▶ [TÂCHE DEMANDÉE 1]: Extrayez toutes les lignes des entrées et recopiez-les sans rien y changer.

▶ [BLOC DE TEXTE]:
>>

Mutinerie de soldats réprimée dans le sang et mouvements de grève

 Il y eut d’abord la révolte menée par des soldats rescapés de la grande boucherie mondiale qui se soulevèrent contre le non-paiement de leur solde. En effet, immobilisés dans le camp de Thiaroye (banlieue de Dakar) après leur retour au pays, des centaines de soldats qui, en décembre 1944, réclamaient leur pension en s’adressant au "Gouvernement provisoire" présidé par de Gaulle, ne reçurent comme seule réponse que la mitraille de la part de leur commandement. La répression fit, officiellement, 35 morts, 33 blessés et 50 arrestations. Voilà comment les ouvriers et les anciens combattants, qui avaient épaulé les "libérateurs" de la France, furent remerciés par ces derniers, lesquels comptaient d’ailleurs dans leurs rangs des "socialistes" et des "communistes", membres du gouvernement d’alors présidé par le général de Gaulle. C'est là une belle leçon d’"humanisme" et de "fraternité" de la part de la célèbre "Résistance française" vis-à-vis de ses "tirailleurs indigènes" en révolte contre le non versement de leur maigre pension.

Cependant, cette réponse sanglante de la bourgeoisie française aux revendications des mutins ne put empêcher durablement l’éclatement d’autres luttes. En fait une certaine ébullition allait se développer :

"D’abord, les enseignants, du 1er au 7 décembre 1945, les ouvriers de l’industrie, du 3 au 10 décembre, avaient lancé le mouvement. La grève reprit en janvier, toucha de nouveau les métallurgistes, mais aussi les employés de commerce et le personnel auxiliaire du Gouverneur général. Les mesures de réquisition prises par le Gouverneur provoquèrent le 14 janvier 1946, une grève générale décrétée par 27 syndicats. Le travail ne reprit que le 24 janvier pour les fonctionnaires, le 4 février pour les employés de commerce, le 8 février pour les métallurgistes".( El hadj Ibrahima Ndao, Sénégal, histoire des conquêtes démocratiques, les Nouvelles Édit. Africaines, 2003.) En dépit des terribles souffrances subies pendant la guerre, la classe ouvrière recommençait à relever la tête, exprimant ainsi sa révolte contre la misère et l’exploitation.

Mais la reprise de la combativité se faisait dans un nouvel environnement peu favorable à l’autonomie de la classe ouvrière. En effet, le prolétariat de l’AOF de l’après-guerre ne put éviter d’être pris en tenaille entre les tenants de l’idéologie panafricaniste (indépendantistes) et les forces de gauche du capital colonial (SFIO, PCF et syndicats). Mais, malgré cela, la classe ouvrière poursuivit son combat avec beaucoup de pugnacité face aux attaques du capitalisme.

<<

▶ [ENTRÉES AFFICHÉES]:
>>

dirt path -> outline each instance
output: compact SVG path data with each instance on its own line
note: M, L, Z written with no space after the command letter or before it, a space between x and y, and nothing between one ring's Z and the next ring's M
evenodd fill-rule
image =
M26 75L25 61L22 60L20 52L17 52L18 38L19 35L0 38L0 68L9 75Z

<<

▶ [TÂCHE DEMANDÉE 2]: Dans le texte sur la mutinerie et les grèves, réécrivez sous forme de liste le paragraphe qui commence par « D’abord, les enseignants », en gardant ses faits principaux.

▶ [RÉPONSE À LA TÂCHE 1]:
dirt path -> outline each instance
output: compact SVG path data with each instance on its own line
note: M, L, Z written with no space after the command letter or before it, a space between x and y, and nothing between one ring's Z and the next ring's M
evenodd fill-rule
image =
M26 75L25 61L22 60L20 52L17 52L18 38L19 35L0 38L0 68L9 75Z

▶ [RÉPONSE À LA TÂCHE 2]:
- Les enseignants font grève du 1er au 7 décembre 1945, puis les ouvriers de l’industrie du 3 au 10 décembre.
- La grève reprend en janvier. Elle touche les métallurgistes, les employés de commerce et le personnel auxiliaire du Gouverneur général.
- Le 14 janvier 1946, les mesures de réquisition du Gouverneur provoquent une grève générale décrétée par 27 syndicats.
- Le travail reprend le 24 janvier pour les fonctionnaires, le 4 février pour les employés de commerce et le 8 février pour les métallurgistes.
- Source citée : El hadj Ibrahima Ndao, Sénégal, histoire des conquêtes démocratiques, les Nouvelles Édit. Africaines, 2003.
- Malgré les souffrances de la guerre, la classe ouvrière relève la tête contre la misère et l’exploitation.